Umair Haque: at the heart of the eudaimonic life and economy stands meaningful and impactful engagement

Excerpted from Umair Haque:

“If you want to live a meaningfully better life, you’re going to have to make the dangerous choice to dissent. A life lived meaningfully isn’t denominated by digital friends, designer logos, or wads of paper notes. It’s denominated by what you’ve lived, what it’s worth to you, and what that’s worth to humanity. That’s the heart of eudaimonia, a new economic paradigm based on fulfilling human potential — not creating and marketing useless stuff. It’s so different from our current conception that I had to reach back to Ancient Greece for a name I thought captured its essence. I’m developing it further in an HBR Single — a short, digital essay I’m planning to release in December. But in the meantime, here’s how I see the crucial elements of a eudaimonic life:

Impact. Pursuing the paycheck first and last is a great way to spend your life desperately unfulfilled. Insanely great work isn’t motivated by glittering jackpots — but by an abiding desire to, as Steve Jobs put it, make a dent in the universe. So take a deep breath and aim squarely at the lofty apex of human accomplishment — while stepping firmly onto the grimy pavement.

People. Life is about people, not product. If you’re spending 80% of your time on “product”, you’re not fully alive. Lasting relationships aren’t built by “networking” but by caring. This means investing in people, not just grinning at them. Hence, if you want to “connect,” you probably have to do what’s more dangerous than merely swapping email addresses or biz cards — you have to relate.

Purpose. What is the fundamental reason you are here? To conquer the next pair of designer trophy jeans? Hardly. Brands are for cattle, strategy is for games, and consumers are for “output.” Human life is about lasting outcomes, not just short-term payoffs; hence, I’d say the stuff of razor-sharp purpose begins there. Which human outcomes are you here to transform?

Courage. Compromising too readily with the past never creates the future. It only recreates the past. You can’t find fertile new ground by dully plodding along after the herd — you’ve got to veer off in a different direction. So dream bigger. Be hopelessly naïve. And persevere unflinchingly.

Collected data

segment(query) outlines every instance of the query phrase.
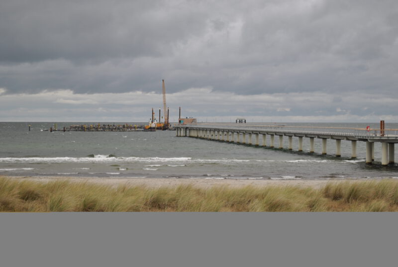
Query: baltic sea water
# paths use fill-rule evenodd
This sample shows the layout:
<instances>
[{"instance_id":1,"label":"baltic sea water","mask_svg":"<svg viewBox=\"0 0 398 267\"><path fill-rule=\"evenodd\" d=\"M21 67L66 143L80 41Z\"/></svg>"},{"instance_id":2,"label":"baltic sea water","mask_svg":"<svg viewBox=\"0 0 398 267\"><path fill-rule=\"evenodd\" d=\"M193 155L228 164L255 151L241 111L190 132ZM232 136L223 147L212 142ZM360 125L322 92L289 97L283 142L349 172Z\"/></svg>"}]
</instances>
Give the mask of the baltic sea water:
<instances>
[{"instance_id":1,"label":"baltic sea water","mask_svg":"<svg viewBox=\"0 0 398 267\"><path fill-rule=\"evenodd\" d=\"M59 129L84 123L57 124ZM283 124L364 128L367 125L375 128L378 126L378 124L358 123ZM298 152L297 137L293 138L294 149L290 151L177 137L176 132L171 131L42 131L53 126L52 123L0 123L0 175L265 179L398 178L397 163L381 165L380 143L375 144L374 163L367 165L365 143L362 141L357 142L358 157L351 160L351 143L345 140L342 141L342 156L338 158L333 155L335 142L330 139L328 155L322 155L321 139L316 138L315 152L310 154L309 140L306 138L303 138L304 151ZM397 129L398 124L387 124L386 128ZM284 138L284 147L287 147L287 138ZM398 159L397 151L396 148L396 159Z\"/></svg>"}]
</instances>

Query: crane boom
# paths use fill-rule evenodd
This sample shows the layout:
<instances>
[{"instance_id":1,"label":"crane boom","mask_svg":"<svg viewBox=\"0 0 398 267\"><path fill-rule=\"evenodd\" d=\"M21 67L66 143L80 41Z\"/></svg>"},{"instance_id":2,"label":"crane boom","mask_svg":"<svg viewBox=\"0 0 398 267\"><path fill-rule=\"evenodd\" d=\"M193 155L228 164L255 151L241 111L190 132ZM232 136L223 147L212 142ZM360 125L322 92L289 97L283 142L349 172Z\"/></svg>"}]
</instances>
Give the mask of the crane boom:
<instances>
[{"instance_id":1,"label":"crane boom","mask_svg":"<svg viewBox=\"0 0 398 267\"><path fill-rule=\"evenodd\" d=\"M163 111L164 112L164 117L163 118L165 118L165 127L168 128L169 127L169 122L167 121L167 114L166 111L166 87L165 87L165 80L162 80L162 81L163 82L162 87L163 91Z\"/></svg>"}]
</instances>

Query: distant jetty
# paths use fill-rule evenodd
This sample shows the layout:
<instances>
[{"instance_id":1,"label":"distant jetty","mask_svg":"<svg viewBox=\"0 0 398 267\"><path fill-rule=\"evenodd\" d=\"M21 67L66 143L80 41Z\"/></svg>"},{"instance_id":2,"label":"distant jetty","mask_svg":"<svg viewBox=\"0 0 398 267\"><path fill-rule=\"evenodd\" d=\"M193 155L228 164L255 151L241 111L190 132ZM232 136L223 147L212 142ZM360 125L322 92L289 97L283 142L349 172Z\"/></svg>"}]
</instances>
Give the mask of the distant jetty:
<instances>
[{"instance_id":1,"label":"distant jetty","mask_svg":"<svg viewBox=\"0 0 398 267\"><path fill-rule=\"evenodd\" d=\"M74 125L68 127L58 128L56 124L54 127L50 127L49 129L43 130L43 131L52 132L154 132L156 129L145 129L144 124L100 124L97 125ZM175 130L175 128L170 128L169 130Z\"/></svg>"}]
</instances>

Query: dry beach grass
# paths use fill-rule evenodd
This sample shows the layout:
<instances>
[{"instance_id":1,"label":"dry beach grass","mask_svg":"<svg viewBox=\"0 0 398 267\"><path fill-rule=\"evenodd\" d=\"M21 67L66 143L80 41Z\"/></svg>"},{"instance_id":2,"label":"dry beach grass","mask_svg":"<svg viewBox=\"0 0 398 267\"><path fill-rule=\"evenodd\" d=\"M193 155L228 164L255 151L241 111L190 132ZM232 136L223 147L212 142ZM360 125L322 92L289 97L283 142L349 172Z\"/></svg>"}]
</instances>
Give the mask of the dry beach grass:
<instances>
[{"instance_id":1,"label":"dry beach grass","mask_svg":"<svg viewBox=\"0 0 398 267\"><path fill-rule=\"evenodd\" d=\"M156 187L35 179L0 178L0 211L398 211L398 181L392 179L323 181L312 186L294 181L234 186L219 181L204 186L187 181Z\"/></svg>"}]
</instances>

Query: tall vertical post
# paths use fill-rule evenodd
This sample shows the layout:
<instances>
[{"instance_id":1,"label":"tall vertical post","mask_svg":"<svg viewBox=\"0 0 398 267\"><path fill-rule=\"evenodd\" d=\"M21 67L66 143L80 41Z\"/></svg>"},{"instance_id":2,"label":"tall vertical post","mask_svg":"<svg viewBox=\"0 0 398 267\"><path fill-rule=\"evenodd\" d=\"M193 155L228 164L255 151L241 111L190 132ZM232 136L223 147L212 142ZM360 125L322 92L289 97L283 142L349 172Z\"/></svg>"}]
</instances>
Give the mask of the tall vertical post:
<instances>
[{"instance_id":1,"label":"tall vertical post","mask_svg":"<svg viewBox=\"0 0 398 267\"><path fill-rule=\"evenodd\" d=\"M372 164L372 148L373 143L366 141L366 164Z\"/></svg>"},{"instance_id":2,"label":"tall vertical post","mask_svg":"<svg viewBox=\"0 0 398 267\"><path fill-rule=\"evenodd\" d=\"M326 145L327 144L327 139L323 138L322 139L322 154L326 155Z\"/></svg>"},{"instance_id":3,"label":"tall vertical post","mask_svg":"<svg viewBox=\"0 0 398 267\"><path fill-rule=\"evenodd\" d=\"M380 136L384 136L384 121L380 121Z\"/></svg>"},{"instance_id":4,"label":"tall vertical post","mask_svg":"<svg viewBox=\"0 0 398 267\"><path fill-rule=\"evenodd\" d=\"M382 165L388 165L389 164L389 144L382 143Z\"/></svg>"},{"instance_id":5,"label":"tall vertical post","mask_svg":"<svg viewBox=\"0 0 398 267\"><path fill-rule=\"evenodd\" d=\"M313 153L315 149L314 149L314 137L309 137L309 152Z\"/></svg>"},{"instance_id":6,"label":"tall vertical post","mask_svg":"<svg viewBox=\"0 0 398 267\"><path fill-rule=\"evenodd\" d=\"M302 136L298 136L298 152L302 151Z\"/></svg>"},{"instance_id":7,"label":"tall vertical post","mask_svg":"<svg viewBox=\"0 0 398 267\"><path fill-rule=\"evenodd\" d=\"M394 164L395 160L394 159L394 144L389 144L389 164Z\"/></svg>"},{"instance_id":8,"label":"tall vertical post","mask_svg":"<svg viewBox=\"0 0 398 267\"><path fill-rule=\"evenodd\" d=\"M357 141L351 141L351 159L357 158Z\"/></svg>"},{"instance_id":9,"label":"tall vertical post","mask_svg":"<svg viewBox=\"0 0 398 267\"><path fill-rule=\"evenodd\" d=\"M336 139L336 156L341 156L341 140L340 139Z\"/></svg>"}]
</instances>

About this task: Rewrite the passage of the eudaimonic life excerpt that opens with "Impact. Pursuing the" and closes with "the grimy pavement.", putting "salary" in place of "paycheck".

Answer to the problem:
Impact. Pursuing the salary first and last is a great way to spend your life desperately unfulfilled. Insanely great work isn’t motivated by glittering jackpots — but by an abiding desire to, as Steve Jobs put it, make a dent in the universe. So take a deep breath and aim squarely at the lofty apex of human accomplishment — while stepping firmly onto the grimy pavement.